THE PROBLEM: Reproduce the records below word for word, with no pictures in your answer.

※

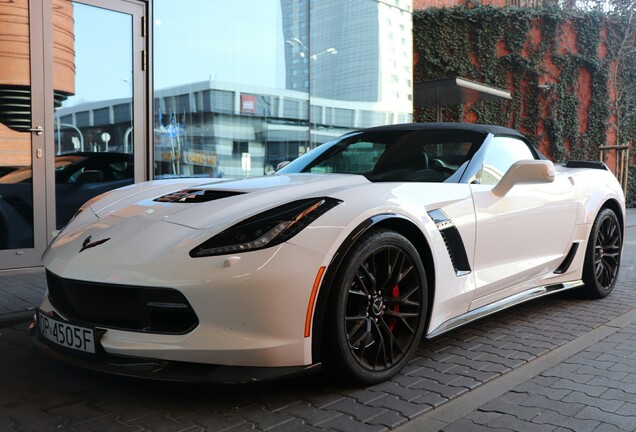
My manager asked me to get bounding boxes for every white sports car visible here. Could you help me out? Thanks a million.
[31,123,625,383]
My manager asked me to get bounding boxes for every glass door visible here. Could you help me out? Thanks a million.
[0,0,147,269]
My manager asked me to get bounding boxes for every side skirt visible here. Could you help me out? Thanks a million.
[426,280,584,339]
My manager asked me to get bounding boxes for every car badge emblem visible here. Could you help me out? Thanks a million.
[80,236,110,252]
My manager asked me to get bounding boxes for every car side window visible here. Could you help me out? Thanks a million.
[478,137,535,185]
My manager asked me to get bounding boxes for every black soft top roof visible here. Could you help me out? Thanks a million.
[357,123,527,141]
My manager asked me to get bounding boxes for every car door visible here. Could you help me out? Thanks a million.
[469,137,577,309]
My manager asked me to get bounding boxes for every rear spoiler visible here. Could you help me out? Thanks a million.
[563,161,609,171]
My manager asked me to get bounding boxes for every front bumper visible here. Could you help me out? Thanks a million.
[29,320,320,384]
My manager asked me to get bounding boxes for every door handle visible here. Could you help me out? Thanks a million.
[27,126,44,136]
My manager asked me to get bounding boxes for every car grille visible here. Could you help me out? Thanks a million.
[46,271,199,334]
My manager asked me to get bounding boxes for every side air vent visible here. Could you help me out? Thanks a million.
[155,189,245,203]
[428,209,471,276]
[554,243,579,274]
[563,161,609,171]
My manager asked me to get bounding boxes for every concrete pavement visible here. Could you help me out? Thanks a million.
[0,210,636,432]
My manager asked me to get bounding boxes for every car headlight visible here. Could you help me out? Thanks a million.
[190,197,342,258]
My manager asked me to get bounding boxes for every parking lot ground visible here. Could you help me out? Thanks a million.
[0,210,636,432]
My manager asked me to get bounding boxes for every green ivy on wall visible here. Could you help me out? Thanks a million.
[413,3,636,206]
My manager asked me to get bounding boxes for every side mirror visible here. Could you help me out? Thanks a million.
[276,161,291,171]
[492,160,554,197]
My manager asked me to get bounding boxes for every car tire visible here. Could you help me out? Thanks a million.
[582,208,623,298]
[325,229,428,384]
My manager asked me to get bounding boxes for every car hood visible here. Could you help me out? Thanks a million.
[91,174,370,229]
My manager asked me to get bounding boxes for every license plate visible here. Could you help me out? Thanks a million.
[37,311,95,354]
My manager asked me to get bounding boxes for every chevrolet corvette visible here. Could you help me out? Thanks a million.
[30,123,625,384]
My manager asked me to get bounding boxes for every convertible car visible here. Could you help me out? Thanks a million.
[31,123,625,384]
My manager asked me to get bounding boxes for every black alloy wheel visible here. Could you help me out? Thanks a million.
[331,230,427,384]
[583,208,623,298]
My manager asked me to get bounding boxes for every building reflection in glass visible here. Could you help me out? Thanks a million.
[53,0,412,178]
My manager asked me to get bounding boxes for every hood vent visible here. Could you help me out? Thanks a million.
[155,189,245,204]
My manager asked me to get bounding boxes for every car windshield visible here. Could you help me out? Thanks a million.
[278,130,486,182]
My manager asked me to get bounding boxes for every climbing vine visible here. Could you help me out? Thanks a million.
[413,2,636,206]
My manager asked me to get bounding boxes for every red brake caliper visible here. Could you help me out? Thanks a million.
[389,285,400,331]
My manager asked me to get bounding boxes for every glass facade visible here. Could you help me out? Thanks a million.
[153,0,412,178]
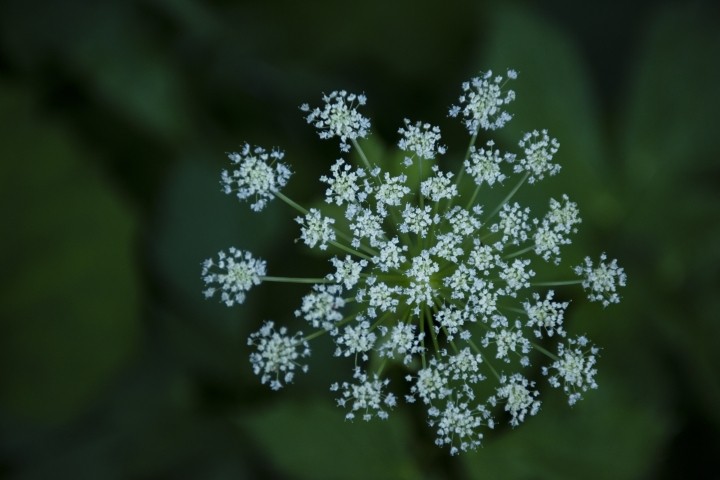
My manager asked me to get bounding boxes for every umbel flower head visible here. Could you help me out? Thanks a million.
[202,70,626,454]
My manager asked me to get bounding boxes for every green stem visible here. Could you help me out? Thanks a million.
[467,338,500,381]
[530,280,583,287]
[260,277,332,283]
[530,342,560,362]
[424,305,440,357]
[445,127,480,213]
[302,313,357,342]
[350,138,373,174]
[328,240,372,260]
[273,190,308,215]
[465,185,480,210]
[504,245,536,260]
[419,309,427,368]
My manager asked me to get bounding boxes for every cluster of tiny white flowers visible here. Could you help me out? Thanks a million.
[575,252,627,307]
[450,70,517,135]
[330,368,397,422]
[200,247,266,307]
[220,143,290,212]
[295,208,335,250]
[300,90,370,152]
[202,70,626,454]
[398,118,446,167]
[542,336,600,405]
[248,321,310,390]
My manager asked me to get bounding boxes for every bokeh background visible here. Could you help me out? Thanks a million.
[0,0,720,480]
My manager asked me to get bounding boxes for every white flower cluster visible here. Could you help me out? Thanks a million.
[220,143,290,212]
[200,247,265,307]
[300,90,370,152]
[202,71,626,454]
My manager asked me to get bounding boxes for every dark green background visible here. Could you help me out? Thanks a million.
[0,0,720,480]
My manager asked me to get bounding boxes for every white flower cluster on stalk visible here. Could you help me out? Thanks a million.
[202,70,626,454]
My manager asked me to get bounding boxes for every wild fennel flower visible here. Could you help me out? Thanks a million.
[202,70,626,454]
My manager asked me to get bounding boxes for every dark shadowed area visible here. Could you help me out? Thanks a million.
[0,0,720,480]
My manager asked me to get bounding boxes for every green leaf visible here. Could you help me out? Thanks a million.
[239,398,422,480]
[481,4,619,225]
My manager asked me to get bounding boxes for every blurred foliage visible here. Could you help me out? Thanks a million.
[0,0,720,480]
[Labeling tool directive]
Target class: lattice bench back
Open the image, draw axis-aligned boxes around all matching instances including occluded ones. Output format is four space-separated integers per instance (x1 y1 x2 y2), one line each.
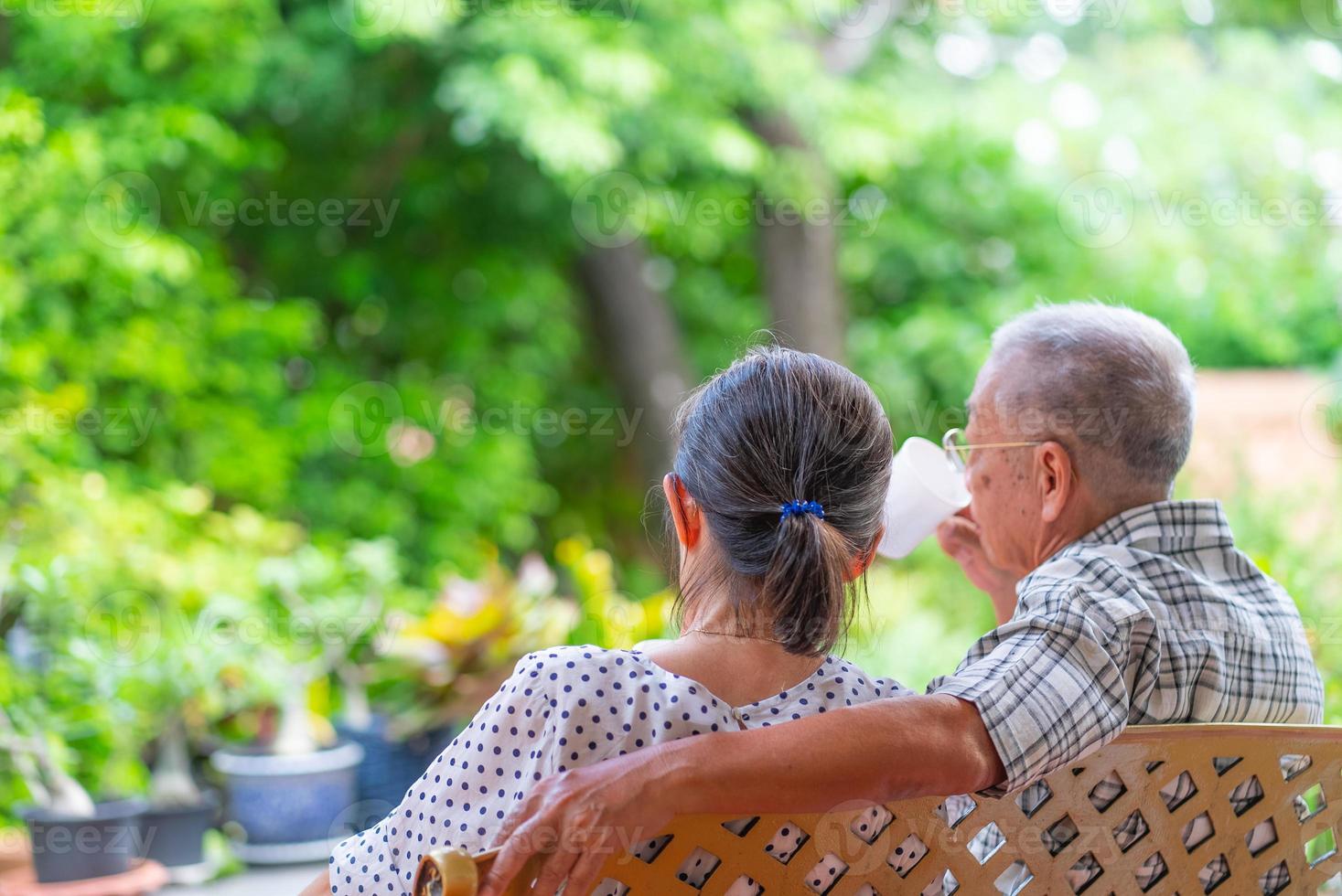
443 724 1342 896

※

OUTPUT FOR THIS EXERCISE:
My manager asked me to get bounding boxes for every white sports car visible here. Could you help me out? Thanks a million.
[31,123,625,383]
My manager asked me to get bounding boxes for every glass door visible here. Could you help me out? Thanks a million.
[0,0,147,269]
My manager asked me to get bounding boxes for every side skirt visible here. Could you help me out? Thanks a million.
[426,280,584,339]
My manager asked me to get bounding boxes for every car badge emblem visible here. Could you help me out? Thanks a million.
[80,236,110,252]
My manager asked me to get bounding boxes for every car side window visible here. Could you help me out? Thanks a million.
[478,137,535,185]
My manager asked me to get bounding boxes for every black soft top roof visible here. Could you help me out? Thanks a million.
[357,123,527,141]
My manager asked me to get bounding boxes for every car door visible here. Could you help me out? Thanks a million.
[469,137,577,309]
My manager asked me to get bounding boxes for every rear spoiler visible here. Could you help me out? Thanks a million.
[563,161,609,171]
My manager asked me to get bounding boxes for every front bumper visible here. Could you help me out? Thanks a million.
[29,320,320,384]
My manager asked me to get bounding boxes for every door handle visible here. Could you help me out? Thanks a million.
[27,126,44,136]
My manager asked me to get bounding boxes for every car grille visible here. Could you help me out? Thanks a million.
[46,271,199,334]
My manager asked me to get bounding boxes for every side air vent visible here. Could you help me out? Thanks a million.
[155,189,245,203]
[428,209,471,276]
[554,243,579,274]
[563,161,609,171]
My manager asked me to get bounding boxes for every concrete pavement visible here. Could you help me out? Thanks a million.
[0,210,636,432]
My manager asked me to get bounding boxes for every car headlight visible here. Could you help me out? Thanks a million.
[190,197,342,258]
My manager asked me to get bounding boxes for every parking lot ground visible here. Could you help me out? Thanks a million.
[0,210,636,432]
My manager asked me to get bounding boxes for every green ivy on wall visible here. Could you help me out? Thanks a million.
[413,3,636,206]
My manager asked me to get bounding boxes for every side mirror visible here. Could you help me out? Thanks a million.
[276,161,291,171]
[492,160,554,197]
My manager asked me to get bounding boxes for every car tire visible here. Could you help me out? Thanks a million.
[582,208,623,298]
[325,229,428,384]
My manager asked me to get bounding boxes for every car hood visible here. Could you help me out? Thanks a million.
[91,174,370,229]
My manager asked me to get bounding boxes for every license plate visible here. Could you help me out? Thanks a million.
[37,311,95,354]
My manager asked me to get bounding boxes for every chevrolet corvette visible here. Could you help me out? Thanks a million.
[30,123,625,384]
My manager asked me to get bounding boxes for every convertible car visible here. Could you help me out? Thanks a million.
[31,123,625,384]
My manager asked me to get bounding boxes for every black alloy wheel visible here. Could you help me out? Thanks a million.
[331,230,427,384]
[583,208,623,298]
My manager asked me to get bounding boxes for every building reflection in glass visible here. Could you help me out? Thanks a million.
[53,0,412,178]
My manager asked me to get bounding boxes for every hood vent visible here. Could you help me out? Thanks a million.
[155,189,245,204]
My manager asked me to get bounding boxes for every car windshield visible here. Could you help me out? Thanks a million.
[278,130,486,182]
My manager asked me to get bounding boxes for every climbing vine visible here. Could you help me out? Thanks a million.
[413,2,636,206]
My manager asked me to get bounding boxes for every red brake caliper visible here. Could you help me out? Thanks a million.
[389,285,400,331]
My manager asked me to get bounding boxes for every glass facade visible here. Could you help me out? Thanks a million.
[153,0,412,178]
My manager asked me to get bounding boxes for every umbel flower head visible here. Could you help me out? Thanks a million.
[202,70,626,454]
My manager asked me to get bounding boxes for every green stem visible here. Could you help me out? Thanks a million.
[467,338,500,381]
[530,280,583,287]
[260,277,332,283]
[530,342,560,362]
[424,305,440,357]
[445,127,480,213]
[302,313,357,342]
[350,138,373,174]
[328,240,372,260]
[273,190,308,215]
[465,185,480,210]
[504,245,536,260]
[419,309,427,368]
My manager asked me to get bounding boxes for every cluster of tiny white flowers visible here. Could you help me out? Thanks a million.
[575,252,627,307]
[450,70,517,135]
[330,368,397,422]
[200,247,266,307]
[220,143,290,212]
[295,208,335,250]
[300,90,370,152]
[202,70,626,454]
[398,118,446,167]
[542,336,600,405]
[248,321,310,390]
My manager asked me to get bounding boxes for every bokeh background visible here. Could you help me out? Thanks a million.
[0,0,720,480]
My manager asked me to get bounding boxes for every white flower cluster visible here. Could you help me out? Thanks a million.
[220,143,290,212]
[200,247,265,307]
[300,90,370,152]
[202,71,626,454]
My manager asked me to get bounding boxes for every dark green background visible here. Could you help me out? Thanks a million.
[0,0,720,480]
My manager asked me to get bounding boxes for every white flower cluster on stalk visible here. Could you help me out? Thanks a million.
[202,70,626,454]
My manager asked me to get bounding boxes for every wild fennel flower visible here. Could you help me out? Thanks a million.
[202,70,626,454]
My manager asked me to get bounding boxes for every dark shadowed area visible here. Could you help me out? Thanks a million.
[0,0,720,480]
My manager asked me to get bounding boxes for every green leaf visible here. Could you help me out? Thanks a million.
[239,398,422,480]
[481,4,619,225]
My manager asked me to get bounding boxes for every blurred foliage visible here. Could you help me out? Thanks a million.
[0,0,720,480]
[Labeling tool directive]
Target class: lattice bench back
Open the image, draw axis-aligned boxes around all matching instances including occluded ones. Output format is four space-separated integers per instance (x1 y1 x2 y2), one line each.
443 724 1342 896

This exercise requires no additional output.